Data for this exercise »

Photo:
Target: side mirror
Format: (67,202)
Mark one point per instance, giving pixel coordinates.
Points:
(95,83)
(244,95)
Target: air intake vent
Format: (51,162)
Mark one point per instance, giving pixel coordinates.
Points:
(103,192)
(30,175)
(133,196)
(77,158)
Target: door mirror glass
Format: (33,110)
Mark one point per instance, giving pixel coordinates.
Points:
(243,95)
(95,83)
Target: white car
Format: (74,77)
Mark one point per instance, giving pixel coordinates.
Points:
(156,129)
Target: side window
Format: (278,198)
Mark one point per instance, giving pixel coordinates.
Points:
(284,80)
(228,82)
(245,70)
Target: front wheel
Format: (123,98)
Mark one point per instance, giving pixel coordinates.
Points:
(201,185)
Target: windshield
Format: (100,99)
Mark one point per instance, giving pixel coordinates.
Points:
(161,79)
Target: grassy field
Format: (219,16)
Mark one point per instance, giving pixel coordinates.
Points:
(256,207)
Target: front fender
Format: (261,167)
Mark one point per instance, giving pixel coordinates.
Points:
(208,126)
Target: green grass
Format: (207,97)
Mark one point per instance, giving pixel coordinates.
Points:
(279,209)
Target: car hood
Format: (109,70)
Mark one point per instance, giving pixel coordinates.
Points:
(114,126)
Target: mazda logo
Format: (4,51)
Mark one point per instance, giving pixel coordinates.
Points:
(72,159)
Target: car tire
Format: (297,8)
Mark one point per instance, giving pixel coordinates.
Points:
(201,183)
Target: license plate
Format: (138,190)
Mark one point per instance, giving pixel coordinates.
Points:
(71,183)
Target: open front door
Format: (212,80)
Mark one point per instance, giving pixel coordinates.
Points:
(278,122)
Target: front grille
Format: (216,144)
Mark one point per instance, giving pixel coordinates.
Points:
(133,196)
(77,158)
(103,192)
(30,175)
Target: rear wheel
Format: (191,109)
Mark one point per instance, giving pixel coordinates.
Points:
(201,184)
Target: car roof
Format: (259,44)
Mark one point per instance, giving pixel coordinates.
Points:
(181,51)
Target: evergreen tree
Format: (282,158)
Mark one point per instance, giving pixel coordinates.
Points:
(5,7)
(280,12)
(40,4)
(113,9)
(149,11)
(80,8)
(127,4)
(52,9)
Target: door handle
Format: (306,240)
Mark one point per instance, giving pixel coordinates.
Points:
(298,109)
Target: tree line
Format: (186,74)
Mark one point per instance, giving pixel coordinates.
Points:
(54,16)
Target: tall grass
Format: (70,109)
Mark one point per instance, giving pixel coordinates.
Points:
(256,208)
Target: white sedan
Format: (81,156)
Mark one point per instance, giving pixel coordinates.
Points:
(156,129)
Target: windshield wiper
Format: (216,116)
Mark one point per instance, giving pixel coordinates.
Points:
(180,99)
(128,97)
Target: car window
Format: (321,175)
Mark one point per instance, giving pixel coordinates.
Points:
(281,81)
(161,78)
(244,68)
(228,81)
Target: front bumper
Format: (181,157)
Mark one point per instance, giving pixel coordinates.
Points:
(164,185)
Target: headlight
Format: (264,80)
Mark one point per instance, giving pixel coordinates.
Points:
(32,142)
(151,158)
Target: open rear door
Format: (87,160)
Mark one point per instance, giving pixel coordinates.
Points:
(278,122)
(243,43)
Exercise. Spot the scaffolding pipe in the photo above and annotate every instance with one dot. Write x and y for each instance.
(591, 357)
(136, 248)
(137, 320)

Prompt » Beginning with the line above that contains "Format: (74,77)", copy each line exactly up to and including the line that contains "Format: (123,98)", and go no further.

The answer »
Format: (74,77)
Mark one point per instance, giving pixel coordinates.
Points:
(156,129)
Target: side window
Format: (278,198)
Mark one point per instance, giving pixel coordinates.
Points:
(284,80)
(228,82)
(245,70)
Target: front wheel
Format: (123,98)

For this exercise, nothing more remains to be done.